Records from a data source
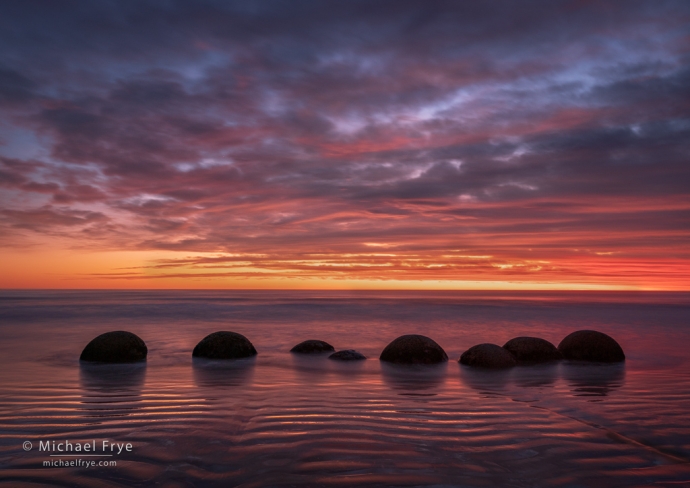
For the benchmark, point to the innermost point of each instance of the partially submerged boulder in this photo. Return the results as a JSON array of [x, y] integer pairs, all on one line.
[[347, 355], [532, 350], [590, 345], [224, 345], [488, 356], [115, 347], [414, 349], [312, 346]]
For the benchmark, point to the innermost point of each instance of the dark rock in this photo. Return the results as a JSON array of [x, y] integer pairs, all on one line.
[[590, 345], [115, 347], [487, 356], [312, 347], [347, 355], [414, 349], [224, 345], [532, 350]]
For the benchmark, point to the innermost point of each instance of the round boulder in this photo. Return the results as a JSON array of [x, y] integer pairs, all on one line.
[[224, 345], [532, 350], [347, 355], [414, 349], [487, 356], [590, 345], [312, 347], [115, 347]]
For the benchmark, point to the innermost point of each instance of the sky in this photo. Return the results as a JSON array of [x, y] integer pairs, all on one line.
[[385, 144]]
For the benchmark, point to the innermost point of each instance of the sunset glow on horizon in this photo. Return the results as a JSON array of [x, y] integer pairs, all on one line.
[[354, 145]]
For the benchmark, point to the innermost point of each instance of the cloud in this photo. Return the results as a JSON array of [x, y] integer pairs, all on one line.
[[294, 128]]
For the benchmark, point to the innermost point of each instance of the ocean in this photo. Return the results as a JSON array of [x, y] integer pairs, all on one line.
[[281, 420]]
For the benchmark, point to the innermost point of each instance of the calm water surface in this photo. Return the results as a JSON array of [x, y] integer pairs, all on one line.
[[281, 420]]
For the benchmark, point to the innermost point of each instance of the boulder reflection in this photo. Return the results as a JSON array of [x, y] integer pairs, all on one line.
[[111, 389], [414, 380], [536, 375], [487, 381], [222, 373], [595, 379]]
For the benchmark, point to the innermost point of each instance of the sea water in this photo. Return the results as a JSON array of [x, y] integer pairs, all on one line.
[[284, 420]]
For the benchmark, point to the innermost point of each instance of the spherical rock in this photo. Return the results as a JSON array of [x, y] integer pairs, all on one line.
[[347, 355], [414, 349], [224, 345], [590, 345], [532, 350], [115, 347], [488, 356], [312, 346]]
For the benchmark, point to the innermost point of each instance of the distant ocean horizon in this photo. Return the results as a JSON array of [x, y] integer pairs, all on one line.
[[284, 420]]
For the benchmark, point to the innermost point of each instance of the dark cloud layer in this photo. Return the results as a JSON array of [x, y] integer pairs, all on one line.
[[523, 131]]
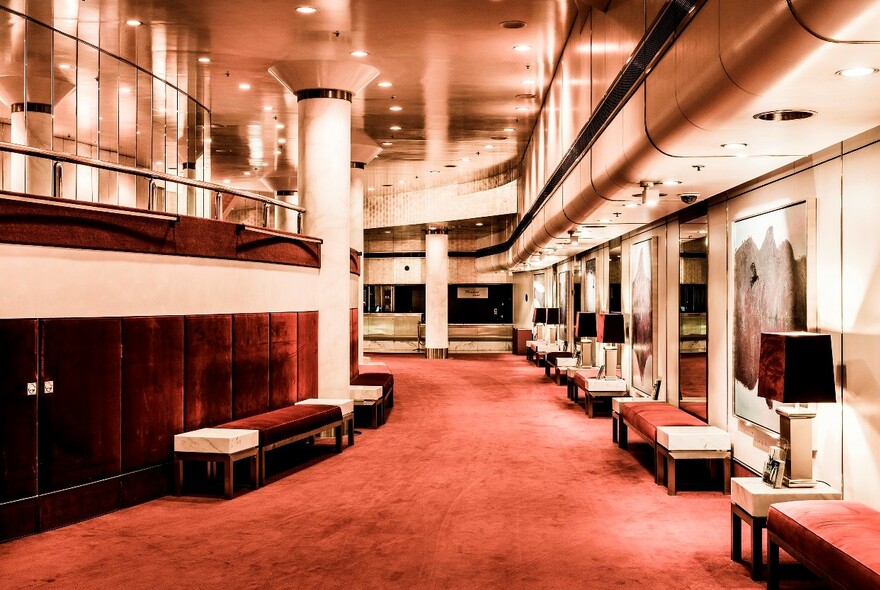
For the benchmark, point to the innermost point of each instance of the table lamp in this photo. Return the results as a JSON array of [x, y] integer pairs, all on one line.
[[552, 320], [539, 317], [585, 329], [609, 331], [797, 368]]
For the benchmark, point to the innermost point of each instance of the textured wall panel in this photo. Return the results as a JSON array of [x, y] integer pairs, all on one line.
[[80, 421], [152, 389], [307, 354], [250, 364], [207, 371], [282, 359], [18, 410]]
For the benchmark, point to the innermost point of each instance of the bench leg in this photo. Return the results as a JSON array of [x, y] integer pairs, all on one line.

OBJECTIVE: Reproduce the listing above verbatim, beginning at its first line and stopping after the line that contains "349], [312, 346]]", with both ends included. Omit the pictures from your reproduction.

EXPECTED ANSWER:
For the benchmark, point to the innermost point of each instance of the partially submerged boulder in this photo. Return the results as a JSON array of [x, y] integer pairs, all on one line.
[[347, 355], [532, 350], [590, 345], [224, 345], [488, 356], [115, 347], [414, 349], [312, 346]]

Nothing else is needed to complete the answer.